**WORK REQUIRED**
For this exercise, print all of the data exactly as given.

***** INFORMATION

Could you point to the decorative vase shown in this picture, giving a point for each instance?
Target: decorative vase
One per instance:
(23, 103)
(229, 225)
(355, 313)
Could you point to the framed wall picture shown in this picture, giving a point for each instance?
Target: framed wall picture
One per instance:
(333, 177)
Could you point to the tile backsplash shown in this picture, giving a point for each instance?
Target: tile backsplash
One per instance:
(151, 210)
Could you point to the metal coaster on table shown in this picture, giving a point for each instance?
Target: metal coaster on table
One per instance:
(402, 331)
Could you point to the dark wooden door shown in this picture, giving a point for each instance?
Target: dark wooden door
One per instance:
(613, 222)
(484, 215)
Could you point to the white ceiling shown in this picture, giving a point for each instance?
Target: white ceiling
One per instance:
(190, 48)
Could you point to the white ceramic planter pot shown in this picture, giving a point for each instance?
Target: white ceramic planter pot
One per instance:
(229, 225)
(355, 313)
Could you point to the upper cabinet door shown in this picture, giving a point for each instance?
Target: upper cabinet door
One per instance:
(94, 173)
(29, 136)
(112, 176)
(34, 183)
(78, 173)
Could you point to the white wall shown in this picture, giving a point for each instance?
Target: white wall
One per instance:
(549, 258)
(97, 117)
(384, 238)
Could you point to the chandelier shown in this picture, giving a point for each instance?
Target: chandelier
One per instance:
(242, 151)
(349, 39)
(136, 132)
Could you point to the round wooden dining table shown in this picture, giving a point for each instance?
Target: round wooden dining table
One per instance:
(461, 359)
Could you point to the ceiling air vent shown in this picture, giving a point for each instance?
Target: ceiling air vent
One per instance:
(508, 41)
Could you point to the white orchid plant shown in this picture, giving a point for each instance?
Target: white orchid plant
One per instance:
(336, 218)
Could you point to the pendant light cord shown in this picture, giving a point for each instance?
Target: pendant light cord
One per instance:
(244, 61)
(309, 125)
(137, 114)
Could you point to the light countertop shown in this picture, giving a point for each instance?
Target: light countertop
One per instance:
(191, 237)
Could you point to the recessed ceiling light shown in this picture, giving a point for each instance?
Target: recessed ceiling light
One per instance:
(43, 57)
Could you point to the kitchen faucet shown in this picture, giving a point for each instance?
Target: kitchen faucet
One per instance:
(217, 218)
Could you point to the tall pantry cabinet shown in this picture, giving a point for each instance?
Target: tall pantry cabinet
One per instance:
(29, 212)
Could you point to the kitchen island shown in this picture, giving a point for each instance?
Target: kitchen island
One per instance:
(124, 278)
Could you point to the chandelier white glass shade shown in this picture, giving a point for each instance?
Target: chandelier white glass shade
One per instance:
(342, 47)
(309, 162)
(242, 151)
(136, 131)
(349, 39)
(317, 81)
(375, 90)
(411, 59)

**********

**COMPLETED TASK**
Could you point to the decorative vase shown in this picture, giving a point for each instance?
Target: decorative vase
One per instance:
(23, 103)
(229, 225)
(355, 313)
Could you point to the framed wall picture shown in this picture, giving a point for each instance?
Target: framed wall picture
One per instance:
(333, 177)
Could you point to the tile backsplash shown in this picture, giving a point for each instance?
Target: tile backsplash
One per instance:
(151, 210)
Could you point to the metal coaster on table shown in this picture, giving a point for each instance?
Target: metal coaster on table
One per instance:
(402, 331)
Could you point to the dark wooden door shown in this picture, giving a point for each instance?
Target: dark wooden door
One per instance:
(613, 222)
(484, 215)
Could you point to the white ceiling shown in this picture, giving a point for each instance?
Target: white ceiling
One per instance:
(190, 48)
Could you point to the white ceramic planter pot shown in this picture, giving a point for each instance?
Target: white ceramic planter pot
One per instance:
(229, 225)
(355, 313)
Could you point to the upper cabinet door shown in this picture, giving a point for each instance?
Target: upper cabinet door
One per instance:
(94, 173)
(29, 136)
(112, 176)
(34, 183)
(78, 173)
Could you point to the white wall shown in this picture, giving a point for each instance?
Target: white wall
One per instance:
(549, 258)
(97, 117)
(384, 238)
Could you point to the chandelier shown in this picture, giving a point for each instance?
Target: chandelier
One per instance:
(242, 151)
(349, 39)
(136, 132)
Could you point to the round wooden dining table shown in this picture, giving a point for each instance?
Target: round wooden dining table
One per instance:
(461, 359)
Could you point to the ceiling air vent shown in this picture, giving a point for each instance?
Target: ceiling air vent
One per instance:
(508, 41)
Could you point to the white orchid plant shown in this picture, giving a point for each instance?
Target: white orchid plant
One per instance:
(336, 218)
Could you point to the pendant light cord shown in this picture, giving a point for each instance?
Target: pendant light cord
One per instance:
(244, 61)
(309, 125)
(137, 114)
Could you point to the light countertop shown in this picture, giving a point for each instance?
Target: light countertop
One per instance:
(191, 237)
Could you point to the recessed ceiling light shown in this picture, giving a point for each instance?
Target: recessed ceiling light
One per instance:
(43, 57)
Could you point to the kitchen faucet shown in this picture, giving a point for each instance?
Target: kitchen faucet
One per instance:
(217, 218)
Could you point to the tall pantry cabinet shown in this picture, giving a point for each instance?
Target: tall pantry cabinet
One per instance:
(29, 212)
Could you point to the kitchen island shown in this picture, giving a point for each instance?
Target: kitchen island
One per instance:
(124, 278)
Could you point to the chandelier white glass shade shown in this picture, giving a point for each instance?
Target: chandelier white glass shade
One per instance:
(342, 47)
(309, 162)
(242, 151)
(136, 131)
(349, 39)
(317, 81)
(375, 90)
(411, 59)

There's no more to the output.